## Begin Provided text

# Congruence Relation iff Compatible with Operation

## Theorem

Let $\struct {S, \circ}$ be an algebraic structure.

Let $\RR$ be an equivalence relation on $S$.

Then $\RR$ is a congruence relation for $\circ$ if and only if:

 $\displaystyle \forall x, y, z \in S: \ \$ $\displaystyle x \mathrel \RR y$ $\implies$ $\displaystyle \paren {x \circ z} \mathrel \RR \paren {y \circ z}$ $\displaystyle x \mathrel \RR y$ $\implies$ $\displaystyle \paren {z \circ x} \mathrel \RR \paren {z \circ y}$

That is, if and only if $\RR$ is compatible with $\circ$.

## Proof 1

### Necessary Condition

Let $\mathcal R$ ibe a congruence relation for $\circ$.

That is:

$\forall x_1, x_2, y_1, y_2 \in S: x_1 \mathrel {\mathcal R} x_2 \land y_1 \mathrel {\mathcal R} y_2 \implies \paren {x_1 \circ y_1} \mathrel {\mathcal R} \paren {x_2 \circ y_2}$

As $\mathcal R$ is an equivalence relation it is by definition reflexive.

That is:

$\forall z \in S: z \mathop {\mathcal R} z$

Make the substitutions:

 $\displaystyle x_1$ $\to$ $\displaystyle x$ $\displaystyle x_2$ $\to$ $\displaystyle y$ $\displaystyle y_1$ $\to$ $\displaystyle z$ $\displaystyle y_2$ $\to$ $\displaystyle z$

It follows that:

$\forall x, y, z \in S: x \mathrel {\mathcal R} y \implies \paren {x \circ z} \mathrel {\mathcal R} \paren {y \circ z}$

Similarly, make the substitutions:

 $\displaystyle x_1$ $\to$ $\displaystyle z$ $\displaystyle x_2$ $\to$ $\displaystyle z$ $\displaystyle y_1$ $\to$ $\displaystyle x$ $\displaystyle y_2$ $\to$ $\displaystyle y$

It follows that:

$\forall x, y, z \in S: x \mathrel {\mathcal R} y \implies \paren {z \circ x} \mathrel {\mathcal R} \paren {z \circ y}$

$\Box$

### Sufficient Condition

Now let $\mathcal R$ have the nature that:

 $\displaystyle \forall x, y, z \in S: \ \$ $\displaystyle x \mathrel {\mathcal R} y$ $\implies$ $\displaystyle \paren {x \circ z} \mathrel {\mathcal R} \paren {y \circ z}$ $\displaystyle x \mathrel {\mathcal R} y$ $\implies$ $\displaystyle \paren {z \circ x} \mathrel {\mathcal R} \paren {z \circ y}$

Then we have:

 $\displaystyle \forall x_1, x_2, y_1, y_2 \in S: \ \$ $\displaystyle x_1 \mathrel {\mathcal R} y_1$ $\implies$ $\displaystyle \paren {x_1 \circ x_2} \mathrel {\mathcal R} \paren {y_1 \circ x_2}$ $\displaystyle x_2 \mathrel {\mathcal R} y_2$ $\implies$ $\displaystyle \paren {y_1 \circ x_2} \mathrel {\mathcal R} \paren {y_1 \circ y_2}$

As $\mathcal R$ is an equivalence relation it is by definition transitive.

## End Provided text
## Begin Raw data

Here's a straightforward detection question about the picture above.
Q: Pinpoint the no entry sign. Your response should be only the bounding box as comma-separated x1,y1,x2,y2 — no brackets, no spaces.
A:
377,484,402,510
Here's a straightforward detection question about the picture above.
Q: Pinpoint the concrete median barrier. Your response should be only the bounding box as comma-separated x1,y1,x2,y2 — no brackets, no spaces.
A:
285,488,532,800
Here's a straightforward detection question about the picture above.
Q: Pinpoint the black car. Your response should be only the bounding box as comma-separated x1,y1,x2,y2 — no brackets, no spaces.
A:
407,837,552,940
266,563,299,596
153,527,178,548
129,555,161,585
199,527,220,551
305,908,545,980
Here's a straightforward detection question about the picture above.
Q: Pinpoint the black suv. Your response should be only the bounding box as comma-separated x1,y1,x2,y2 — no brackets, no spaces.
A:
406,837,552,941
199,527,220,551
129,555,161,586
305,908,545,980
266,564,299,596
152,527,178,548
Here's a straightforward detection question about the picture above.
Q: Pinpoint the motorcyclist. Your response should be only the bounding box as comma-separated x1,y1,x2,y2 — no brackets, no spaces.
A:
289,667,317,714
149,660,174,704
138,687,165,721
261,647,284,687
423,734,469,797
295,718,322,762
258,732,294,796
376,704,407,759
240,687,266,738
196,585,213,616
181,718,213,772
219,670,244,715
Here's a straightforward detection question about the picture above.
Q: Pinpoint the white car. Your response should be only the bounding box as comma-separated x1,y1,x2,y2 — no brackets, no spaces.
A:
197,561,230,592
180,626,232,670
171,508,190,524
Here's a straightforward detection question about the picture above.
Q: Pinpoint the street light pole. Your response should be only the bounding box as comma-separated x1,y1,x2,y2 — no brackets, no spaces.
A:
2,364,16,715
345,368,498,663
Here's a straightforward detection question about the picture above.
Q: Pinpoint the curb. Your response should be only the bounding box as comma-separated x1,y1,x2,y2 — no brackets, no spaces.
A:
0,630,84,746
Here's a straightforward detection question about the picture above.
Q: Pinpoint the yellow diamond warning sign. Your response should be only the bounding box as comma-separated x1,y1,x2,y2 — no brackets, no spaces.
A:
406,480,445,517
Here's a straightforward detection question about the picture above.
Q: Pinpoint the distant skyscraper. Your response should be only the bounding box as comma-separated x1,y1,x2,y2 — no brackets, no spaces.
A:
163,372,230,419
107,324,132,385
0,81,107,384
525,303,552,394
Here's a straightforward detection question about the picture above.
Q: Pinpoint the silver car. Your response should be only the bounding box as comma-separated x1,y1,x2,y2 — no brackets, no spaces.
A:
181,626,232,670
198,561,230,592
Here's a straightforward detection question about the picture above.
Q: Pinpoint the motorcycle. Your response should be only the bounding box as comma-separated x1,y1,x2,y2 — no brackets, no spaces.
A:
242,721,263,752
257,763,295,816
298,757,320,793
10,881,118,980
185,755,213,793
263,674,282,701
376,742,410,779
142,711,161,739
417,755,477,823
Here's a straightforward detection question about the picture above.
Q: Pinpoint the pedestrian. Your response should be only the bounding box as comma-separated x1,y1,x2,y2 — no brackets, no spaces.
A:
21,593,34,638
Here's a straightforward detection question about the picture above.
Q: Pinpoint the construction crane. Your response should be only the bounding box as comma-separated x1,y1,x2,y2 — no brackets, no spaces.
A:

## End Raw data

**Your task:** In the congruence relation proof, which property of an equivalence relation does the necessary condition rely on? These records have no connection to the text.

**Solution for this task:** It relies on reflexivity: an equivalence relation is by definition reflexive.